● Extrait
####

En Chine on parle de « trois religions » : une combinaison du confucianisme – une philosophie éthique sociale et politique, du taoïsme – panthéiste, qui accorde peu d’importance aux pratiques religieuses visibles, et du bouddhisme – tel qu’il a évolué, passant d’une religion athée à des cérémonies idolâtres avec temples et statues, religions auxquelles il faut ajouter « le marxisme qui continue à influencer la société ».On retiendra la conclusion de J.-M. Nicole qui déplore un éloignement de plus en plus grand de la vérité mais espère que le vide créé par le marxisme ouvrira une voie favorable à l’évangélisation

Les religions de l’Inde

L’auteur consacre ensuite plusieurs chapitres aux religions de l’Inde. Il situe chacune d’entre elles dans son contexte historique et en indique non seulement les grandes lignes mais il insiste sur les points principaux qui permettent de les distinguer les unes des autres.

####

Données recueillies
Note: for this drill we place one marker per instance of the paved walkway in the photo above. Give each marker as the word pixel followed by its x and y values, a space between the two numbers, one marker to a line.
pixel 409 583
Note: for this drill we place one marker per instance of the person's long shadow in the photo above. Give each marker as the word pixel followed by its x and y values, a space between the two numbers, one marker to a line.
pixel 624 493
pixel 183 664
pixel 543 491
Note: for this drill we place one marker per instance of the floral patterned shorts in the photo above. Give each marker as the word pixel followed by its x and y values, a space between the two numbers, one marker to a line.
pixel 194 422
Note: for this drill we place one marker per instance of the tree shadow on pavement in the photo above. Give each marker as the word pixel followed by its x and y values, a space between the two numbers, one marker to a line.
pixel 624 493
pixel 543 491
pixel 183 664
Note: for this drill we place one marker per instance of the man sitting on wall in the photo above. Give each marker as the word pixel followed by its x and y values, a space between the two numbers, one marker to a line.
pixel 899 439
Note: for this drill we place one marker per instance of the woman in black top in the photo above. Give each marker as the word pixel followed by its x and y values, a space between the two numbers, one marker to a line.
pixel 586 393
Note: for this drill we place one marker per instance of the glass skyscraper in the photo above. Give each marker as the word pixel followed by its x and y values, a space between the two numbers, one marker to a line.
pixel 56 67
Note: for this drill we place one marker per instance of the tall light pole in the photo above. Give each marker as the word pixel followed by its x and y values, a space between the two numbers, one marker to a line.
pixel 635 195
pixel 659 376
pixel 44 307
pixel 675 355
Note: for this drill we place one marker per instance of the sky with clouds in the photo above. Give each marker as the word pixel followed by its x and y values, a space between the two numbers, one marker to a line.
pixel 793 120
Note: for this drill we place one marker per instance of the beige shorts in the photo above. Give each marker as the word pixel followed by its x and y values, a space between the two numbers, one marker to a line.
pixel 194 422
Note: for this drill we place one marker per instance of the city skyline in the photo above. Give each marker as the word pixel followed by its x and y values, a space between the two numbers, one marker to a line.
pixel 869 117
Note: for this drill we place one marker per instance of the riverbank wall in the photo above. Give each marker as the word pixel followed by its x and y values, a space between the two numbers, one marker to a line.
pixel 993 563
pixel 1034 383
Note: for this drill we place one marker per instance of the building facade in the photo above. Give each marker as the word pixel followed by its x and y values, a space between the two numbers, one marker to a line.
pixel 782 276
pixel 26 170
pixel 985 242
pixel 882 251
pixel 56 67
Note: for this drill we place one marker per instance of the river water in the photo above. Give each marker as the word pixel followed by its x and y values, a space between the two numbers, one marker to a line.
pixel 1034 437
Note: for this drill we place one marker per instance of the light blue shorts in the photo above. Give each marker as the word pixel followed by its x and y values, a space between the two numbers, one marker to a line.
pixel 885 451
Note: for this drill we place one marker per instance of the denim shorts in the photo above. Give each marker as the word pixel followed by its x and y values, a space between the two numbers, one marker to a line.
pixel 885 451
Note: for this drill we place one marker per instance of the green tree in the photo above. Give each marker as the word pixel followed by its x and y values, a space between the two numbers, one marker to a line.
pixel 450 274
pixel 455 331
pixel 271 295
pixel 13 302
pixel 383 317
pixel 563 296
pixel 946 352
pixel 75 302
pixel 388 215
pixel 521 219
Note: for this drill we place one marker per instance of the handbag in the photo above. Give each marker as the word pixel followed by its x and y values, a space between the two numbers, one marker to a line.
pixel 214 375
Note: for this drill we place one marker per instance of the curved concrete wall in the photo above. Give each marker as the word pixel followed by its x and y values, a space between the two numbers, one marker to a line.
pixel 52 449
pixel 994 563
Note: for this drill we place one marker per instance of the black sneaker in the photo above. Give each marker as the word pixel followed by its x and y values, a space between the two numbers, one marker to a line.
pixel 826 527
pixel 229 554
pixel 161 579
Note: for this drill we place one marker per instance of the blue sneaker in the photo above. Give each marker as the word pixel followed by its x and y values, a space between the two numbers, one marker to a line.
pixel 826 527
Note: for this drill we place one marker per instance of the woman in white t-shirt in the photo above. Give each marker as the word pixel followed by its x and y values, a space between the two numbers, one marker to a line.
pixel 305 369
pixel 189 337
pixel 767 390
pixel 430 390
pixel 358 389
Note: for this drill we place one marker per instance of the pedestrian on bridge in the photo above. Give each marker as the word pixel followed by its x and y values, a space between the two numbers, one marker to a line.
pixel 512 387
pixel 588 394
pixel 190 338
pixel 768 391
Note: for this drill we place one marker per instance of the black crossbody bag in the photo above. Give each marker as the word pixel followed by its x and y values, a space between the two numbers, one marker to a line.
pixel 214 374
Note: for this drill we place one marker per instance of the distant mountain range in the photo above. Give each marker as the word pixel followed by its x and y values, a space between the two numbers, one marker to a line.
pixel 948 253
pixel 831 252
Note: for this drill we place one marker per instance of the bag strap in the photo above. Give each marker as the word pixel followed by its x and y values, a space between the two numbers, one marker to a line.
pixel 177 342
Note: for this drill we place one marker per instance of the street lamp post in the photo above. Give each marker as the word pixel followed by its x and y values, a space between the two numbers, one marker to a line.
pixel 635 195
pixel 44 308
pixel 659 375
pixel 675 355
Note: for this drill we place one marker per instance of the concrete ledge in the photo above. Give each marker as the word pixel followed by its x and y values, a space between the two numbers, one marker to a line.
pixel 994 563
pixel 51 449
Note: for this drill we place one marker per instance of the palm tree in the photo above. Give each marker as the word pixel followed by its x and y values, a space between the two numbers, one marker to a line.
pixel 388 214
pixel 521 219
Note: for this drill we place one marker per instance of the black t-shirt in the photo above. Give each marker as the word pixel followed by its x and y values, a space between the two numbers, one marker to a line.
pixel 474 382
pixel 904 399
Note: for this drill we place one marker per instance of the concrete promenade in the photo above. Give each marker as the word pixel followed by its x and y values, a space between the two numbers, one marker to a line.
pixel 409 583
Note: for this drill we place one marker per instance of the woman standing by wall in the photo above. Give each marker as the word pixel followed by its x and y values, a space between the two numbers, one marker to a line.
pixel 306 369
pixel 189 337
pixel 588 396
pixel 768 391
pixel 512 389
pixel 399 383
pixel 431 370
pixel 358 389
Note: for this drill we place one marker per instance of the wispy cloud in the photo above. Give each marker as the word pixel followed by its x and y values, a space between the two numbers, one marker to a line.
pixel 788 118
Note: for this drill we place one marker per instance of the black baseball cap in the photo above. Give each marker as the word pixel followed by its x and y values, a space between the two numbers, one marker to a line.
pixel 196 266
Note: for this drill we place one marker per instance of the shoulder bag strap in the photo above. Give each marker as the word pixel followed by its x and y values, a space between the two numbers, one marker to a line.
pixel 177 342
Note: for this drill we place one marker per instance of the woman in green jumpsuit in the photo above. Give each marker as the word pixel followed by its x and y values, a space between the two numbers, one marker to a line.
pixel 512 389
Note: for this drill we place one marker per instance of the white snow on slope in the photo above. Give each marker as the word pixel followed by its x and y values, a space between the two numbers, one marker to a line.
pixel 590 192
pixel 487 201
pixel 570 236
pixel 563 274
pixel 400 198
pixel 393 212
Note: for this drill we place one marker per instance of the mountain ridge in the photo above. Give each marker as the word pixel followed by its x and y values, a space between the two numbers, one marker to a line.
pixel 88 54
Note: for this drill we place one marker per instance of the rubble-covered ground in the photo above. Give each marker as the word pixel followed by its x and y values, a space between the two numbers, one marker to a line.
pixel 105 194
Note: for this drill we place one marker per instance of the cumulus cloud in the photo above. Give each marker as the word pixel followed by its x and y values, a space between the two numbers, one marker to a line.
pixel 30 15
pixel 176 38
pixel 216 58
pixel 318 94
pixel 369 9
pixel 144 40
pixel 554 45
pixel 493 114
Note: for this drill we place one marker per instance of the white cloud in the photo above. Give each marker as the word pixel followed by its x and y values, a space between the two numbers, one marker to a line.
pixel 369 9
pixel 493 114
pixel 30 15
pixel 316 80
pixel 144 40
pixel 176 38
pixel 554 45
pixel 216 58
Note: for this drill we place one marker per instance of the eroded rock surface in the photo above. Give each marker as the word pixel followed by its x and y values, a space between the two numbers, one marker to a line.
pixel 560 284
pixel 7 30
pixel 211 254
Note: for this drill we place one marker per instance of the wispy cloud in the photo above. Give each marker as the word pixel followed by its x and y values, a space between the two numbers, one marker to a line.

####

● Énoncé du problème
Poursuivez l'extrait sur les religions de la Chine et de l'Inde à partir de sa dernière phrase.

● Résultat de l'exercice
Plusieurs pages (106 à 111) décrivent en détail dans le brahmanisme le système des castes avec leurs règles destinées surtout à préserver le karma des gens des classes supérieures. Elles décrivent ensuite « la voie du salut éternel » telle qu’un jeune homme de bonne famille doit la pratiquer pour favoriser son karma, échapper à la réincarnation et se fondre dans le Brahman, le principe infini.

Mais, fait remarquer J.-M. Nicole, cette religion séduisante au premier abord par la primauté donnée au spirituel, est en fin de compte effrayante : absence d’un Dieu personnel, solitude absolue face au besoin de salut, « mépris des malheureux qui auraient mérité leur sort » à cause des fautes commises dans des vies antérieures.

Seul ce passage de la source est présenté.